Look carefully at the coefficients in both equations. Is one equation just a constant multiple of the other? If so, what does that tell you about their graphs?

Solve one equation for y

Ignore $r$ for a moment. Take $10x - 6y = 4$ and solve for $y$ in terms of $x$ . This will give you a formula for all points on the line.

Connect your formula to r

Once you have $y$ written as a function of $x$ , think of $x$ as the free variable $r$ from the answer choices. Which option has first coordinate equal to that free variable and second coordinate equal to your expression?

Check "for each real number r"

Make sure the relationship you find works for every real value of $r$ , not just one specific value. If plugging into an equation forces $r$ to be a single number, that choice is not correct.

Desmos Guide

Graph both equations

In Desmos, enter the two equations on separate lines:

10x - 6y = 4
-15x + 9y = -6

You should see that the two graphs overlap exactly, meaning they represent the same line.

View the line in y = mx + b form

Click on each equation in Desmos and use the wrench or settings to have Desmos display the equation solved for $y$ . Desmos will rewrite both equations as the same line of the form

y = mx + b.

Read off the exact values of $m$ and $b$ that Desmos shows.

Match the pattern to the answer choices

Think of $x$ as the free variable (which the problem calls $r$ ). A general point on the line has the form $(x, mx + b)$ , so in terms of $r$ it would look like $(r, m r + b)$ . Look for the choice where:

the first coordinate is just $r$ , and
the second coordinate matches the line’s expression $mx + b$ with $x$ replaced by $r$ .

(Optional) Verify by substitution for a few r values

In Desmos, define a slider r and then plot each answer choice as a point depending on r (for example, (r, (5r-2)/3) with your actual $m$ and $b$ values). Move the slider and see which option’s point always stays on the line for every value of r. That option is the correct one.

Things to do:
a. Answer from the hints:
(i) Which equation should be solved for y?
(ii) What should appear when both equations are graphed in Desmos?
(iii) In the optional check, what should be defined in Desmos before plotting each answer choice?
b. Reproduce the hints word for word, starting at "You should see" and ending at "that Desmos shows.".
The material that comes next isn't needed for anything here.

Data shown:
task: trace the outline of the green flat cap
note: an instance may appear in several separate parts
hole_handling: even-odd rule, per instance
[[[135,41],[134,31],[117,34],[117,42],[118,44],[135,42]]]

In response:
a.
(i) 10x - 6y = 4
(ii) The two graphs overlap exactly, meaning they represent the same line.
(iii) A slider r

b.
You should see that the two graphs overlap exactly, meaning they represent the same line.

View the line in y = mx + b form

Click on each equation in Desmos and use the wrench or settings to have Desmos display the equation solved for $y$ . Desmos will rewrite both equations as the same line of the form

y = mx + b.

Read off the exact values of $m$ and $b$ that Desmos shows.